**What this task involves**
In the records that follow, find the line with "each like [264,285]."; from there, retype every line exactly through the line with "each like [709,194].", which also belongs to the answer.

Extracted records:
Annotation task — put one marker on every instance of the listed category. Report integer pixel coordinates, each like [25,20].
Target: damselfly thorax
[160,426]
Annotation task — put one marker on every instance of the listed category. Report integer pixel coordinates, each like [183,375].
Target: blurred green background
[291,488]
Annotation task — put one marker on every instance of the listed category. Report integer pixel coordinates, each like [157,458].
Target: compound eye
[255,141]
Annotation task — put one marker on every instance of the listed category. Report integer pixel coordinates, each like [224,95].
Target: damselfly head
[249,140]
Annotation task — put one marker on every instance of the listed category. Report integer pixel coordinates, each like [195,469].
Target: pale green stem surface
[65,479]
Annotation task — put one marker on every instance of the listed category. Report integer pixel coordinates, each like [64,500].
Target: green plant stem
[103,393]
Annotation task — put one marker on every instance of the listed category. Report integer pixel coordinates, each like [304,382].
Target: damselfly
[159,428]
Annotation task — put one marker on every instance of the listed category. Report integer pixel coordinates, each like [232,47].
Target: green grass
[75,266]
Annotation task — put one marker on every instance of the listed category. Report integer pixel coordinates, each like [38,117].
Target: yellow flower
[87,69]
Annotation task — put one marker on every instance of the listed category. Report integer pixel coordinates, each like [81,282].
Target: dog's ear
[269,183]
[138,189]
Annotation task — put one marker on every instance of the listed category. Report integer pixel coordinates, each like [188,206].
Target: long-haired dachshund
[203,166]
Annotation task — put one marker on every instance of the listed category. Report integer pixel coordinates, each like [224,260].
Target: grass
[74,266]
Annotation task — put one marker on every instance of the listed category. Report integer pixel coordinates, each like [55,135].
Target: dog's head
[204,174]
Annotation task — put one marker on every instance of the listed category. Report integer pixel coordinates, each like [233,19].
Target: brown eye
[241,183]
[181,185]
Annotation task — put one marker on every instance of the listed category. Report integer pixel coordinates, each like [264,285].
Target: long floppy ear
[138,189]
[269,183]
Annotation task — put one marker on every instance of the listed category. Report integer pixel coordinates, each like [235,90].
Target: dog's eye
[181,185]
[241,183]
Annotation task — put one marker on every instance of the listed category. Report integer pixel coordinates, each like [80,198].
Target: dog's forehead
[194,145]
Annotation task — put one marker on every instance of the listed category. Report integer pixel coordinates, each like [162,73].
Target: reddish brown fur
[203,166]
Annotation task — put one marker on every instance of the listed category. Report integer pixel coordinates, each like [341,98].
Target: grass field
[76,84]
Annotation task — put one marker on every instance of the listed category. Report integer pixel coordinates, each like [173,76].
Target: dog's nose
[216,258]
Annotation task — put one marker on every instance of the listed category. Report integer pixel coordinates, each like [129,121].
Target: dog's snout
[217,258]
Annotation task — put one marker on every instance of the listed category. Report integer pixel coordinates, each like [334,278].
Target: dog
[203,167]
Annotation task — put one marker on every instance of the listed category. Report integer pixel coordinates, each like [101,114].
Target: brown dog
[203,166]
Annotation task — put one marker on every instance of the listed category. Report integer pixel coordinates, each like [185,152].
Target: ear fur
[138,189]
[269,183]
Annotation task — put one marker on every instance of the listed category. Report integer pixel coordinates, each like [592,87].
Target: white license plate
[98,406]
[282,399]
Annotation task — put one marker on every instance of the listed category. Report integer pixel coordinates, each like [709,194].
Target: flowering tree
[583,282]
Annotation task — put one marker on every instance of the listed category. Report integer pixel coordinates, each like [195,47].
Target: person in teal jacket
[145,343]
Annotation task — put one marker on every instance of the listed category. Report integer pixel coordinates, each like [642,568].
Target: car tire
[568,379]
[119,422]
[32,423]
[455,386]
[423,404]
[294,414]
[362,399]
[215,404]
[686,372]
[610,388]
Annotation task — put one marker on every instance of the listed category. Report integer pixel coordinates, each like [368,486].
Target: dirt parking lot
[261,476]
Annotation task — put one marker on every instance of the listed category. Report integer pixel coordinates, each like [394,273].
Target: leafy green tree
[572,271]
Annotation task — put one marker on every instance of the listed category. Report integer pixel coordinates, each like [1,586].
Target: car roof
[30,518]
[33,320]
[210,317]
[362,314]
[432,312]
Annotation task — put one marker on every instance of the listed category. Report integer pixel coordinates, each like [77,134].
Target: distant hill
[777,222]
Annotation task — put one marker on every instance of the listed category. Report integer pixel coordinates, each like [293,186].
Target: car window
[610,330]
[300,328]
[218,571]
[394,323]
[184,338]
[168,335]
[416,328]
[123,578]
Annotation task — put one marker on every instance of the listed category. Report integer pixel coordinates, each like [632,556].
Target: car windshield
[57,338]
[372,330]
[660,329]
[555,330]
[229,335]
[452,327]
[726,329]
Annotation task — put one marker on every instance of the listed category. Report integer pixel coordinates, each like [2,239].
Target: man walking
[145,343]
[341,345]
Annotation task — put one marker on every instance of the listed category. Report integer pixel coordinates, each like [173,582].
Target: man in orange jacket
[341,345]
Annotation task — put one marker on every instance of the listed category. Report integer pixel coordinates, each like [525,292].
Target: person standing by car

**Your solution**
Annotation task — put one marker on every instance of the listed category. Report integer pixel coordinates, each like [264,285].
Target: long floppy ear
[138,189]
[269,183]
Annotation task — put one marker on every instance of the listed category. Report integer pixel coordinates, each like [235,90].
Target: dog's eye
[181,185]
[241,183]
Annotation task — put one marker on every instance of the listed category. Report integer pixel coordinates, each like [80,198].
Target: dog's forehead
[194,145]
Annotation task — put one marker on every instance of the listed category. Report integer pixel coordinates, each like [162,73].
Target: reddish brown fur
[203,166]
Annotation task — put one marker on every instance of the listed category. Report integer pixel coordinates, each like [341,98].
Target: grass field
[76,84]
Annotation task — put one marker on every instance of the listed category. Report integer pixel coordinates, each like [173,76].
Target: dog's nose
[216,258]
Annotation task — put one marker on every instance of the listed category. Report integer pixel coordinates, each like [129,121].
Target: dog's snout
[217,258]
Annotation task — put one marker on every instance of the listed category. Report integer pixel coordinates, each like [334,278].
Target: dog
[203,167]
Annotation task — put one marker on every instance of the listed category. Report integer pixel coordinates, each like [101,114].
Target: brown dog
[203,166]
Annotation task — put one marker on every instance of the listed category. Report integer pixel coordinates, each like [185,152].
Target: ear fur
[138,189]
[269,183]
Annotation task — put one marker on every instance of the listed category. Report integer pixel coordinates, each like [592,87].
Target: white license plate
[98,406]
[282,399]
Annotation task — put one marker on every instance of the listed category. Report integer pixel coordinates, each like [709,194].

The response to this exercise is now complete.